(Lines of data)
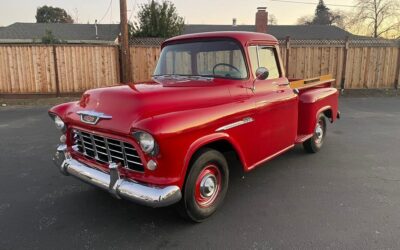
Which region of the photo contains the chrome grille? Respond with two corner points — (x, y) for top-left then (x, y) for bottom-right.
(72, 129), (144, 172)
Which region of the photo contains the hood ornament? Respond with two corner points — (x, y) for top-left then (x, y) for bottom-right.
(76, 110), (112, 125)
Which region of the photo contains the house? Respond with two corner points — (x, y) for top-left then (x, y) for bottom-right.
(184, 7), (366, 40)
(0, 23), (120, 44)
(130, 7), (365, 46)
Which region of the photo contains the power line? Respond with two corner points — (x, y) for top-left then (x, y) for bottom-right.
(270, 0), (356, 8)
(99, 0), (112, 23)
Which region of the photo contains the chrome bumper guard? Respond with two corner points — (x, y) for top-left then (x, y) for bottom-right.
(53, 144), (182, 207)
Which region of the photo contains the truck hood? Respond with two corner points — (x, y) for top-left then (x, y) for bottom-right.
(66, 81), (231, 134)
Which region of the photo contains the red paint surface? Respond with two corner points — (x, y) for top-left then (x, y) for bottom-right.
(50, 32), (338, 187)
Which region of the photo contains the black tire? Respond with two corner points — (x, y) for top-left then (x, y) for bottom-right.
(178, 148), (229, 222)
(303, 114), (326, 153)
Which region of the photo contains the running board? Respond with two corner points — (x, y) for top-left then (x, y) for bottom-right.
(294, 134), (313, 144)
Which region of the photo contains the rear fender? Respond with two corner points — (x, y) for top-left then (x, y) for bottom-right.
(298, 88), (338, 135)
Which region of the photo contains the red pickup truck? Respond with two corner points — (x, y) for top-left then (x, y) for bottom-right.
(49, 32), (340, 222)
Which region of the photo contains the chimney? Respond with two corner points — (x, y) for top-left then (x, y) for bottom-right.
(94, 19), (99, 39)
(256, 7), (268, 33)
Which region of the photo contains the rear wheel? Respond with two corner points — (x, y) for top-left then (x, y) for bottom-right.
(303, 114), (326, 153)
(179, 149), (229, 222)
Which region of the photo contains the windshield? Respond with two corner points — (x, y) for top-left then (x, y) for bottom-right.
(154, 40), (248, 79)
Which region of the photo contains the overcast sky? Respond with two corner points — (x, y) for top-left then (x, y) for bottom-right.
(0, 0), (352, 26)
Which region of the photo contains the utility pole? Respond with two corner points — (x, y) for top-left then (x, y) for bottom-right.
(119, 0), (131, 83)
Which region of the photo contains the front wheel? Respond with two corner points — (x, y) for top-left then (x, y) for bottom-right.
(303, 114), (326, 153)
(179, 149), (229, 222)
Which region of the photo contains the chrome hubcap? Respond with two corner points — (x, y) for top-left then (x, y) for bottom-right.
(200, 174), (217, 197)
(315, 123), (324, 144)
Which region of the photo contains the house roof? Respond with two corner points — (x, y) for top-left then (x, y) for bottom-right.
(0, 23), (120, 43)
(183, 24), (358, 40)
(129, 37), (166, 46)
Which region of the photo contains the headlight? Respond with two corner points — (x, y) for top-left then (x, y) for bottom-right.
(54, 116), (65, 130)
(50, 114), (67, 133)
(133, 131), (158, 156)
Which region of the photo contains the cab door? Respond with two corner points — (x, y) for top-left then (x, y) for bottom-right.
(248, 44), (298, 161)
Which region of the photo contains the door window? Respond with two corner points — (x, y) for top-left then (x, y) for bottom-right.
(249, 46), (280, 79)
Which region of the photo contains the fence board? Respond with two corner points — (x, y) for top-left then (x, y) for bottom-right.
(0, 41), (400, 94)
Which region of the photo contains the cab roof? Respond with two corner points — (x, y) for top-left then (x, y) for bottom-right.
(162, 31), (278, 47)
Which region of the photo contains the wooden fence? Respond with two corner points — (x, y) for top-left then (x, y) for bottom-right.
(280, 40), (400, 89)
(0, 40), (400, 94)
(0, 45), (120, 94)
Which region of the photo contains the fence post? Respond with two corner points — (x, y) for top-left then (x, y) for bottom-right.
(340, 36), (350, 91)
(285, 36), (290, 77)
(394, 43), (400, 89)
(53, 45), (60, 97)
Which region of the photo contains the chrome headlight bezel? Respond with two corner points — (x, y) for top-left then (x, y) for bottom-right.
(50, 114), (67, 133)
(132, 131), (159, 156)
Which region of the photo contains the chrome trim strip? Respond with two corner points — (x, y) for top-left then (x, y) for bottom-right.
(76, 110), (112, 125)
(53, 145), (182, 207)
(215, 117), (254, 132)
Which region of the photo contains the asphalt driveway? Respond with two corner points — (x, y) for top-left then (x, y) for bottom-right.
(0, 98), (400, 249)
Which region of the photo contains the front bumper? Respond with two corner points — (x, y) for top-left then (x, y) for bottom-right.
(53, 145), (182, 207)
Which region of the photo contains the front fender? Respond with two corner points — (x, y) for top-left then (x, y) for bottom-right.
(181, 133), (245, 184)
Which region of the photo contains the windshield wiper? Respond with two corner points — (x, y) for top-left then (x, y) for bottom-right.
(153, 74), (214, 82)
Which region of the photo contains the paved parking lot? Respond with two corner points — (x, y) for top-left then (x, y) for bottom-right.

Requirement
Please print the entries starting at the line that contains "Which region of the photo contains the hood" and ending at the line that contains "(99, 0), (112, 23)", keeping both of those lines and every line between them unchanged.

Completed task
Which region of the photo contains the hood ornament? Respond with two corner points — (x, y) for top-left then (x, y) for bottom-right.
(76, 110), (112, 125)
Which region of the photo contains the house? Respond with two corner points — (x, y) for top-left then (x, y) for bottom-right.
(184, 7), (366, 40)
(0, 23), (120, 44)
(130, 7), (365, 46)
Which region of the photo contains the power line? Respond with two corner points — (x, y) for top-left then (x, y) for bottom-right.
(270, 0), (356, 8)
(99, 0), (112, 23)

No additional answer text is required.